[FFmpeg-devel] [PATCH] wmapro decoder

Sun Aug 2 15:11:50 CEST 2009

Hi,

> > + * The compressed wmapro bitstream is split into individual packets.
> > + * Every such packet contains one or more wma frames.
> > + * The compressed frames may have a variable length and frames may
> > + * cross packet boundaries.
> > + * Common to all wmapro frames is the number of samples that are stored
> > in + * a frame.
> > + * The number of samples and a few other decode flags are stored
> > + * as extradata that has to be passed to the decoder.
> > + *
> > + * The wmapro frames themselves are again split into a variable number
> > of + * subframes. Every subframe contains the data for 2^N time domain
> > samples + * where N varies between 7 and 12.
> > + *
> > + * The frame layouts for the individual channels of a wma frame does not
> > need + * to be the same.
>
> maybe you want to draw some simple ascii art to show these things ...
>

Done.

> > +/**
> > + * @brief decoder context for a single channel
> > + */
> > +typedef struct {
> > +    int16_t  prev_block_len;                          ///< length of the
> > previous block +    uint8_t  transmit_coefs;
> > +    uint8_t  num_subframes;
> > +    uint16_t subframe_len[MAX_SUBFRAMES];             ///< subframe
> > length in samples
> >
> > +    uint16_t subframe_offset[MAX_SUBFRAMES];          ///< subframe
> > position
>
> a little unclear, position in the stream vs. frame
>
> > +    uint8_t  cur_subframe;                            ///< subframe
> > index
>
> same and it applies to more fields as well i think
>

Fixed.

> > +    int      max_scale_factor;                        ///< maximum scale
> > factor +    int      scale_factors[MAX_BANDS];                ///< scale
> > factor values
>
> doxy seem redundant, they just repeat the var names ...
>

Fixed.

> > +    int      resampled_scale_factors[MAX_BANDS];      ///< scale factors
> > from a previous block +    int16_t  scale_factor_block_len;              
> >    ///< scale factor reference block length +    float*   coeffs;        
> >                          ///< pointer to the decode buffer +   
> > DECLARE_ALIGNED_16(float, out[2*WMAPRO_BLOCK_MAX_SIZE]); ///< output
> > buffer +} WMA3ChannelCtx;
> > +
> > +/**
> > + * @brief channel group for channel transformations
> > + */
> > +typedef struct {
> > +    uint8_t num_channels;                                     ///<
> > number of channels in the group +    int8_t  transform;                  
> >                      ///< controls the type of the transform +    int8_t 
> > transform_band[MAX_BANDS];                        ///< controls if the
> > transform is enabled for a certain band
> >
> > +    float  
> > decorrelation_matrix[WMAPRO_MAX_CHANNELS*WMAPRO_MAX_CHANNELS];
>
> is it simpler if its [WMAPRO_MAX_CHANNELS][WMAPRO_MAX_CHANNELS] ?

(Rows from a pointing dataset)
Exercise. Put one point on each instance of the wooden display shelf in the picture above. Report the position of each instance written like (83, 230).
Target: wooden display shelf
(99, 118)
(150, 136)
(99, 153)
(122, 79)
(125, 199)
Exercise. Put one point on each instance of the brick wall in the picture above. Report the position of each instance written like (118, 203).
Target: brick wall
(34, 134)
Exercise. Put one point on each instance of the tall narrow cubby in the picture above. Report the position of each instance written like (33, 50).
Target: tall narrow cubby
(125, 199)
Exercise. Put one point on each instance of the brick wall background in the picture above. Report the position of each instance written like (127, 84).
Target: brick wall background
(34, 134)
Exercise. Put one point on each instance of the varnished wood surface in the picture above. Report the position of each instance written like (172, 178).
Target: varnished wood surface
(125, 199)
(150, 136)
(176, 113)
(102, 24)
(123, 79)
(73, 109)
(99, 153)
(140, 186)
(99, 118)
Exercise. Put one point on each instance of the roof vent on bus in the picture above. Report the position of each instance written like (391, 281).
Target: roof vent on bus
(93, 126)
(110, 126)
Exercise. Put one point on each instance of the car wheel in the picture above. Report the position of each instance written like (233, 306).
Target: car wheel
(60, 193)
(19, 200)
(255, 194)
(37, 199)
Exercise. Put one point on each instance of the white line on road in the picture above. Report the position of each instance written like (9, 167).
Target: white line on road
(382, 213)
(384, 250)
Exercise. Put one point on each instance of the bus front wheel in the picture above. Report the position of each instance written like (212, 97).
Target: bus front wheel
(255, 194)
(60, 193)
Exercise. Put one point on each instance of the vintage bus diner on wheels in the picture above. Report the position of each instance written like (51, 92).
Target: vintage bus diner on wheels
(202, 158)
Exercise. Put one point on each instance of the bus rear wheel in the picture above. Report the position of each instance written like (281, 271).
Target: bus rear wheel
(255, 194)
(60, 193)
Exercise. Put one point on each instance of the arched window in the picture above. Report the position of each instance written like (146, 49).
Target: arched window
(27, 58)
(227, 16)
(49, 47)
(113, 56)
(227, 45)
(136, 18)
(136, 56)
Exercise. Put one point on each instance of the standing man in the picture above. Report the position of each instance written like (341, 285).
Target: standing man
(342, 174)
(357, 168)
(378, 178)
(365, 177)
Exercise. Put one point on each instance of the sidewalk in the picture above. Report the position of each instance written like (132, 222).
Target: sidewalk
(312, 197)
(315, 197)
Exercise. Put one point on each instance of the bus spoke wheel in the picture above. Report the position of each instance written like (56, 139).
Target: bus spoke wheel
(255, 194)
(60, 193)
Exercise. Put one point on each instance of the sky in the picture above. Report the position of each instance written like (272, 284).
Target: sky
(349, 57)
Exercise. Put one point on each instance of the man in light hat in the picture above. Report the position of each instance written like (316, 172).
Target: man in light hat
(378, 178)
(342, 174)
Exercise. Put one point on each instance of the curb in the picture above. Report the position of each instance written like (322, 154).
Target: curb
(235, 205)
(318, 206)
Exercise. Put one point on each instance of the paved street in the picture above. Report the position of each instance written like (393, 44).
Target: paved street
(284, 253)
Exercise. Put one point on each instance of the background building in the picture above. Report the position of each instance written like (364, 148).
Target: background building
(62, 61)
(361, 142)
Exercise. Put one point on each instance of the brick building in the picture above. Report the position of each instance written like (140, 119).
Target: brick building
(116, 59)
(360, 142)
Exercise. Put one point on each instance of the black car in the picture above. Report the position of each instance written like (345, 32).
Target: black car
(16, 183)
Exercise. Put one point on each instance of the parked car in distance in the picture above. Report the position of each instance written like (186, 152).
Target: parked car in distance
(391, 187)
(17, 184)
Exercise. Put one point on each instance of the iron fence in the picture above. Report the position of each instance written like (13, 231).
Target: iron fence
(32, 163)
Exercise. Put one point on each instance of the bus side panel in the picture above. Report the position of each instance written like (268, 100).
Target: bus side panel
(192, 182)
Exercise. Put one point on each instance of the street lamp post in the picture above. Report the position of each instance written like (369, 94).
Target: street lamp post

* **Job**: Reproduce the part of the wmapro decoder thread between "[FFmpeg-devel] [PATCH] wmapro" and "in + * a frame.", inclusive.

* **Written answer**:
[FFmpeg-devel] [PATCH] wmapro decoder

Sun Aug 2 15:11:50 CEST 2009

Hi,

> > + * The compressed wmapro bitstream is split into individual packets.
> > + * Every such packet contains one or more wma frames.
> > + * The compressed frames may have a variable length and frames may
> > + * cross packet boundaries.
> > + * Common to all wmapro frames is the number of samples that are stored
> > in + * a frame.